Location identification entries
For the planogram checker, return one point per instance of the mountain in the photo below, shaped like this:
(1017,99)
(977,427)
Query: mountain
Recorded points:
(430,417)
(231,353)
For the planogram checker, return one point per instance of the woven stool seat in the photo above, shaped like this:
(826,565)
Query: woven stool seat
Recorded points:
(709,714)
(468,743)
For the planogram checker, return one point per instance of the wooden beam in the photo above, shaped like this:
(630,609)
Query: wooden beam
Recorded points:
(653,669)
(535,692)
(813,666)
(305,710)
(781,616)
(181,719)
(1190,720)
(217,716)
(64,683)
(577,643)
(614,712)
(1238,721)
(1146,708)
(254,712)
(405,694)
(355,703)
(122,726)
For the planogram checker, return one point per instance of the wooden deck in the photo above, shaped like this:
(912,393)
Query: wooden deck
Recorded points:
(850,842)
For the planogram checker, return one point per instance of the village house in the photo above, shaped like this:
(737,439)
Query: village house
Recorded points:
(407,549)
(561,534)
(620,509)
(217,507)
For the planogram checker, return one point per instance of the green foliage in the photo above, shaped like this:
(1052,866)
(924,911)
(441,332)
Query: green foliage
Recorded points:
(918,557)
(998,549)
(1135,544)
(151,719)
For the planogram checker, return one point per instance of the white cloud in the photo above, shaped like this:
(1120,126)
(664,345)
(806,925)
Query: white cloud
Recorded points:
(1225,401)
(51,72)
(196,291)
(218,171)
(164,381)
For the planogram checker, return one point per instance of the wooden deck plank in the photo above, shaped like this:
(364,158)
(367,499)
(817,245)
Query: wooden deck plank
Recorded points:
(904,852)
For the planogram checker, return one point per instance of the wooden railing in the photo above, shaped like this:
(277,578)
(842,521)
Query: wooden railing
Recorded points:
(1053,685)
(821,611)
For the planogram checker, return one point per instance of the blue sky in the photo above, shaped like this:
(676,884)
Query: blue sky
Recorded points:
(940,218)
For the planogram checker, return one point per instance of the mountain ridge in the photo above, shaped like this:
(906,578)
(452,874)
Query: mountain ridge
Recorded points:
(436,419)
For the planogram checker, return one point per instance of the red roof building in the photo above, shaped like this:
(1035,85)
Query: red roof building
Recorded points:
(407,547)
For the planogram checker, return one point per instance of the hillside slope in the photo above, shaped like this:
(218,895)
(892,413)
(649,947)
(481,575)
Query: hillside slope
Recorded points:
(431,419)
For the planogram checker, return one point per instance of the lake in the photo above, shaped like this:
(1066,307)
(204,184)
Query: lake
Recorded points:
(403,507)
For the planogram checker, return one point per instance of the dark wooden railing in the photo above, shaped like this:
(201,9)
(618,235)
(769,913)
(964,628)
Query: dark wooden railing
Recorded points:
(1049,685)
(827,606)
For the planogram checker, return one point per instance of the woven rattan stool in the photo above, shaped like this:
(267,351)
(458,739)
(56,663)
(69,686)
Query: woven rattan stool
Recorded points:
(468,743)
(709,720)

Description of the task
Swap "planogram checker" for "shelf auditor" everywhere it occurs in the records, and reproduce them with nothing else altered.

Written response
For the shelf auditor, return one point per instance of the mountain in the photo below, shaped like this:
(1017,99)
(977,427)
Query: mountain
Recorded points:
(430,417)
(231,353)
For the shelf auditor, return one point per instance of the woven stool seat in the photo above, shaped like this:
(826,565)
Query: woven stool seat
Recorded points:
(709,714)
(468,743)
For the shelf auditor, return one point per instance of the wooden beam in the photo above, shaped like this:
(630,609)
Query: wooden beam
Recorded points:
(653,669)
(535,692)
(813,666)
(305,710)
(781,616)
(181,719)
(1190,720)
(217,716)
(64,683)
(577,643)
(614,712)
(1238,721)
(1146,708)
(254,712)
(405,694)
(355,703)
(122,726)
For the shelf auditor, return one point per instance of the wooden deck in the photo above, shaped like this:
(912,393)
Query: wooden deck
Recorded points:
(850,842)
For the shelf auditor, return one point per instance of the village house in the photo above, shaped like this:
(737,439)
Query: village house
Recorded points:
(407,549)
(561,534)
(620,509)
(217,507)
For the shelf auditor, return one point per instance of the green foliage in the photo above, shaped like this:
(1052,866)
(924,911)
(441,332)
Query: green foliage
Recorded points:
(918,557)
(998,549)
(1135,544)
(151,719)
For the shelf auditor, return one point per instance of the white cloud in the photo above, shaped like this:
(1120,126)
(664,345)
(806,925)
Query: white cloud
Recorded points:
(1225,401)
(51,72)
(196,291)
(218,171)
(164,381)
For the shelf auditor, return one point per instance of the wooden deck plank in the photo above, shaped like this:
(364,158)
(367,499)
(817,245)
Query: wooden deck plank
Recorded points:
(904,852)
For the shelf auditor, return one point per instance of the wooden railing in the photo above, shaped like this:
(277,578)
(842,521)
Query: wooden railing
Recorded points:
(1053,685)
(821,611)
For the shelf auditor, return one point per instance of the blue sky in the photo above, shaped like this:
(676,884)
Query: blue sky
Recorded points:
(940,218)
For the shelf auditor, return one point per instance of the mountain ridge in the photo above, shaped like this:
(906,578)
(452,874)
Query: mountain ridge
Recorded points:
(436,419)
For the shelf auditor, return one point per instance of the red roof building in the photo above, shaped like this:
(1035,85)
Query: red roof building
Recorded points:
(407,547)
For the shelf auditor, return one point per instance of the hillside slope in the photo above, shaped like this:
(218,895)
(892,413)
(649,947)
(481,575)
Query: hillside slope
Recorded points:
(431,419)
For the shelf auditor, return one point per instance of the lake in the photo above, shaped like this:
(1066,307)
(204,184)
Query: lake
Recorded points:
(403,507)
For the shelf auditor, return one point per instance of the dark wooden railing in the photo above, shaped like this:
(201,9)
(618,235)
(769,913)
(964,628)
Query: dark wooden railing
Recorded points:
(1049,685)
(827,606)
For the shelf auditor, return one point per instance of the woven rattan stool in the photo above, shaped like this:
(267,351)
(458,739)
(56,663)
(69,686)
Query: woven rattan stool
Recorded points:
(468,743)
(709,720)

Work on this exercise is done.